● Task: Search the records for the word "form". Copy every line where it appears.

(Records from a data source)
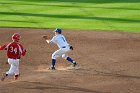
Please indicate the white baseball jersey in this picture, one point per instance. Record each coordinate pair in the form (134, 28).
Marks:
(60, 40)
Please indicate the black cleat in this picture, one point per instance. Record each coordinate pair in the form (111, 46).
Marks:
(74, 64)
(52, 68)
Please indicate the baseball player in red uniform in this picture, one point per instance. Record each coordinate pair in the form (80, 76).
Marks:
(14, 52)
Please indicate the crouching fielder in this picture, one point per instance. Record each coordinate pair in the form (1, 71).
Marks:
(14, 52)
(64, 47)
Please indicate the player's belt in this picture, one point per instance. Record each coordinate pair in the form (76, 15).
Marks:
(64, 47)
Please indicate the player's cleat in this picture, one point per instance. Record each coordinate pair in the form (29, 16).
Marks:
(17, 76)
(3, 76)
(52, 68)
(74, 64)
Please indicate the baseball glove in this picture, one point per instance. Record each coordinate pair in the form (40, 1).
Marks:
(45, 37)
(71, 47)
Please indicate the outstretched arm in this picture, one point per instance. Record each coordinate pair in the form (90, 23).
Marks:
(2, 47)
(46, 38)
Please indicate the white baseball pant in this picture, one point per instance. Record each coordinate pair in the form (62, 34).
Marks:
(14, 66)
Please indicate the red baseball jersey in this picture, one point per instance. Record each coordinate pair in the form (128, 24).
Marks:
(14, 50)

● Finished task:
Please indicate the white baseball jersey in this picture, one point per instance. Record each coordinate pair in the form (134, 28).
Please indicate the black cleat in this picture, one point per instance. Record each coordinate pair in the form (111, 46).
Please indicate the baseball player in red uniform in this picture, one point per instance. Record each coordinate pair in the form (80, 76).
Please indicate the crouching fielder in this picture, one point per instance. Record each coordinate pair in the form (1, 71).
Please indicate the player's belt in this picture, one point per instance. Record each coordinate pair in the form (76, 15).
Please indicate the player's cleat in this picture, one point per instance. Record each coordinate pair in the form (29, 16).
Please indicate the baseball glove in this picture, one point per instance. Record each coordinate pair in the form (40, 1).
Please indicate the outstretched arm in this picture, one point per instance. Record each coordinate pair in the form (90, 23).
Please indicate the white baseball pant in this picture, one point per instance. Record each coordinate pair in the form (62, 34).
Please indicate the red baseball jersey in this picture, one point per instance. Record each coordinate pair in the form (128, 24).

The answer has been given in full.